Although the Garcias have failed to show that the jurisdictional issue could not have been raised in the prior proceedings, they argue that the Board's decision is a nullity since it was rendered without jurisdiction. We disagree. The Board is not a court, but it does act as a quasi-judicial body exercising appellate jurisdiction.16 In deportation matters, its scope of review extends to the law, the facts, and the exercise of discretion in a particular case. Moreover, questions involving the Board's jurisdiction are determined by the Board itself. Matter of Gamboa, 14 I & N 244 (1972).
In Mr. Garcia's case, it is undisputed that if the appeal was, in fact, timely, then the Board had subject matter jurisdiction and jurisdiction over the parties. The timeliness of the appeal was therefore the only jurisdictional issue in Mr. Garcia's case, and the reversal of the immigration judge's decision was a tacit determination by the Board that the appeal was timely. See Yanow v. Weyerhaeuser Steamship Company, 274 F.2d 274, 277 (9th Cir. 1959) (en banc), cert. denied, 362 U.S. 919, 80 S.Ct. 671, 4 L.Ed.2d 739 (1960). By the same token, we could not have sustained the Board's reversal of the immigration judge if the Board had lacked jurisdiction to do so. The timeliness of the appeal could have been but was not questioned in Mr. Garcia's petition for review. Hence, neither the decision of the Board nor that of this Court is now subject to collateral attack on that basis.17 Neither the Board's decision, nor that of this Court sustaining it, whether erroneous or not, is a nullity. See Yanow, 274 F.2d at 279-80. See also Chicot County Drainage District v. Baxter State Bank, 308 U.S. 371, 376-78, 60 S.Ct. 317, 319-20, 84 L.Ed. 329, 333-35 (1939); United States v. Utah Construction and Mining Co., 384 U.S. 394, 422, 86 S.Ct. 1545, 1560, 16 L.Ed.2d 642, 660 (1966).

## Given information
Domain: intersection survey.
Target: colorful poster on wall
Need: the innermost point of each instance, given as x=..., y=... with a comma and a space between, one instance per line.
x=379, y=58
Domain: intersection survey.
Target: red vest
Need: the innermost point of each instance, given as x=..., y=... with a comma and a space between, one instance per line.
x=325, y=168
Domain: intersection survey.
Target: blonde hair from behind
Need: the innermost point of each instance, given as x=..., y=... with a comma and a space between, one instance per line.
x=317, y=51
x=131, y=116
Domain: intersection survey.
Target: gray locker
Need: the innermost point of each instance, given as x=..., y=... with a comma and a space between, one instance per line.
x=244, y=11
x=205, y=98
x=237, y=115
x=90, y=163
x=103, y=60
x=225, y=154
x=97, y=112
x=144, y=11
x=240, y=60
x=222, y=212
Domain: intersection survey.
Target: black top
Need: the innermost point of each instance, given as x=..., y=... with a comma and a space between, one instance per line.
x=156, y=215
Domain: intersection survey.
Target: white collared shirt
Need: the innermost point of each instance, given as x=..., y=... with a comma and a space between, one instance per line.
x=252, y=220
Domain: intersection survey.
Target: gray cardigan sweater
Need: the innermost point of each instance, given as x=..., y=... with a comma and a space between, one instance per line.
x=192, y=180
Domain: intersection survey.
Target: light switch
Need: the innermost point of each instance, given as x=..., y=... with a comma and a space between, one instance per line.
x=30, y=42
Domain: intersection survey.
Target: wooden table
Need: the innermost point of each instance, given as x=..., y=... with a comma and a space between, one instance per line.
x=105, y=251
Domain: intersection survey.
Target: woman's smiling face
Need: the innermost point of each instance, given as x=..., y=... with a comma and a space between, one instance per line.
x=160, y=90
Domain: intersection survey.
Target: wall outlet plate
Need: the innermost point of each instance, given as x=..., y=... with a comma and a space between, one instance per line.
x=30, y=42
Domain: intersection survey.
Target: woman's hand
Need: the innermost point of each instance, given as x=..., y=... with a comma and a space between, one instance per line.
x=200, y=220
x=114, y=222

## What to work on
Copy out, word for word, the full court passage above about the Board's jurisdiction over the Garcias' appeal.

## Exercise answer
Although the Garcias have failed to show that the jurisdictional issue could not have been raised in the prior proceedings, they argue that the Board's decision is a nullity since it was rendered without jurisdiction. We disagree. The Board is not a court, but it does act as a quasi-judicial body exercising appellate jurisdiction.16 In deportation matters, its scope of review extends to the law, the facts, and the exercise of discretion in a particular case. Moreover, questions involving the Board's jurisdiction are determined by the Board itself. Matter of Gamboa, 14 I & N 244 (1972).
In Mr. Garcia's case, it is undisputed that if the appeal was, in fact, timely, then the Board had subject matter jurisdiction and jurisdiction over the parties. The timeliness of the appeal was therefore the only jurisdictional issue in Mr. Garcia's case, and the reversal of the immigration judge's decision was a tacit determination by the Board that the appeal was timely. See Yanow v. Weyerhaeuser Steamship Company, 274 F.2d 274, 277 (9th Cir. 1959) (en banc), cert. denied, 362 U.S. 919, 80 S.Ct. 671, 4 L.Ed.2d 739 (1960). By the same token, we could not have sustained the Board's reversal of the immigration judge if the Board had lacked jurisdiction to do so. The timeliness of the appeal could have been but was not questioned in Mr. Garcia's petition for review. Hence, neither the decision of the Board nor that of this Court is now subject to collateral attack on that basis.17 Neither the Board's decision, nor that of this Court sustaining it, whether erroneous or not, is a nullity. See Yanow, 274 F.2d at 279-80. See also Chicot County Drainage District v. Baxter State Bank, 308 U.S. 371, 376-78, 60 S.Ct. 317, 319-20, 84 L.Ed. 329, 333-35 (1939); United States v. Utah Construction and Mining Co., 384 U.S. 394, 422, 86 S.Ct. 1545, 1560, 16 L.Ed.2d 642, 660 (1966).